-- Begin PASSAGE GIVEN --

Monday, June 10, 2013

Oranges and Sunshine

my other blog

                 

available on amazon
available on amazon
By Trace A. DeMeyer
I was slow to rent this movie but finally did a month or so ago (I had been warned it was that good and it was) - it's another example of government's programs to distribute children to religious groups or to adoptive parents who are abusive or unknowing about such a despicable program.  This movie hurts and broke me up since it's what I research and write about in my two books about American Indian Adoptees. These children had parents and were not orphans and yet some spent their lives in orphanages anyway. The abuse, especially of the men in this movie and book, will give you nightmares.
I thought I'd share one review from Amazon. It is a very good movie but a warning to those who have not watched it yet -- it has triggers for adoptees like me... Trace/Lara
The subject matter of "Oranges and Sunshine" is almost too disturbing to be believed. And yet, remarkably, it is the true recounting of one of the largest scandals of the last few decades. In 1986, a British social worker named Margaret Humphreys started to piece together an amazing and harrowing story that involved the mass deportation of children from the United Kingdom to Australia. What she discovered was simply stunning. The scandal involved political corruption and cover-up, religious impropriety, human rights violations, slave labor, systematic abuse and a government program that divided hundreds of families and disappeared countless minor children. This is such a grand and epic tale, it's hard to imagine that a film discussing these atrocities wouldn't be aggressively in-your-face. But the beauty of "Oranges and Sunshine" is that it takes a quieter approach and as things start to unfold, the dramatic weight of the situation really sneaks up on you and bowls you over!
A restrained Emily Watson plays Humphreys, a woman who didn't ask to be thrust into a worldwide spotlight. In the beginning of the film, she is approached by a woman for help finding her parents. This is when she firsts hears about children being shipped to Australia. Initially reticent and disbelieving, she soon hears a corroboration of this tale. She starts to dig deeper and push further, working between the U.K. and Australia to start repairing families. It consumes her life and livelihood, but she is pushed by a sense of justice. As word gets out, she is a savior to many but an embarrassment to others. And as the unfolding allegations put many important figures in an unfavorable light, she is soon discredited by many and attacked (both emotionally and physically). But as the investigation perseveres, there is soon no use denying the truth.

-- End PASSAGE GIVEN --
-- Begin ENTRIES SHOWN --

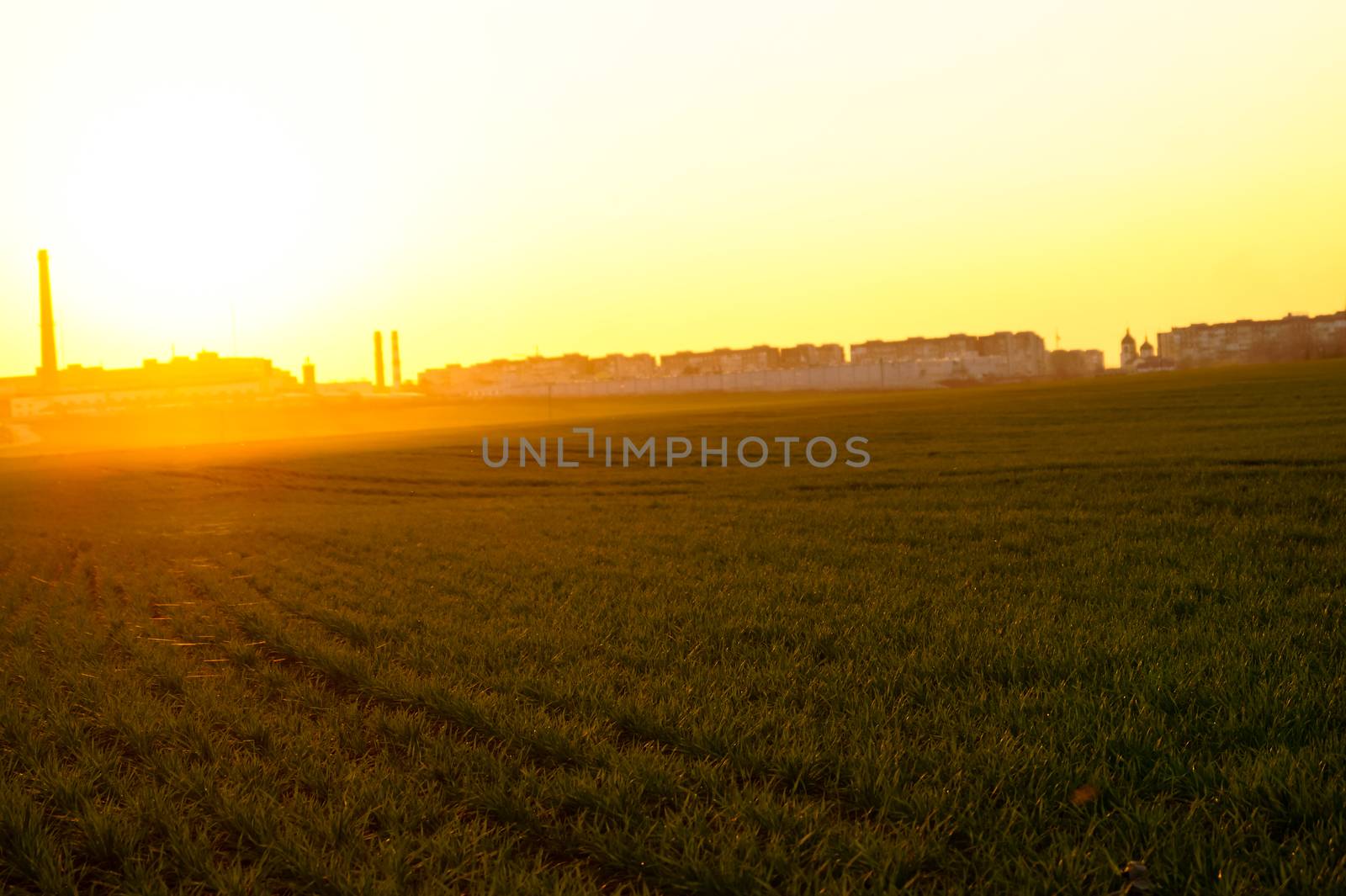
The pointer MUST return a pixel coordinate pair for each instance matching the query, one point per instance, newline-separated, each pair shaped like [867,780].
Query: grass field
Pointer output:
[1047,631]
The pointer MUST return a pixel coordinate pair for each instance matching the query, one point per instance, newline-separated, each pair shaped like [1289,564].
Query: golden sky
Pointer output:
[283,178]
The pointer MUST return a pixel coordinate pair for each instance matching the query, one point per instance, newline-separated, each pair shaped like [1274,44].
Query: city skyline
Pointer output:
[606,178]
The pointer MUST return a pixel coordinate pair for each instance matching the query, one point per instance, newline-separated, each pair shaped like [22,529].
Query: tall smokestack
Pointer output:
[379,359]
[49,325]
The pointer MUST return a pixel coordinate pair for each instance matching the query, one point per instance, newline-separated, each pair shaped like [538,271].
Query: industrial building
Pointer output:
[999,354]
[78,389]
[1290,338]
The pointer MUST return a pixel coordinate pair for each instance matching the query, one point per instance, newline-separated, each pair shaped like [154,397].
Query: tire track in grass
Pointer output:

-- End ENTRIES SHOWN --

- TASK TO CARRY OUT:
Repeat the part of the blog post about the film starting at "A restrained Emily" and ending at "denying the truth.". The listing has nothing to do with the blog post about the film.

- CORRECT ANSWER:
A restrained Emily Watson plays Humphreys, a woman who didn't ask to be thrust into a worldwide spotlight. In the beginning of the film, she is approached by a woman for help finding her parents. This is when she firsts hears about children being shipped to Australia. Initially reticent and disbelieving, she soon hears a corroboration of this tale. She starts to dig deeper and push further, working between the U.K. and Australia to start repairing families. It consumes her life and livelihood, but she is pushed by a sense of justice. As word gets out, she is a savior to many but an embarrassment to others. And as the unfolding allegations put many important figures in an unfavorable light, she is soon discredited by many and attacked (both emotionally and physically). But as the investigation perseveres, there is soon no use denying the truth.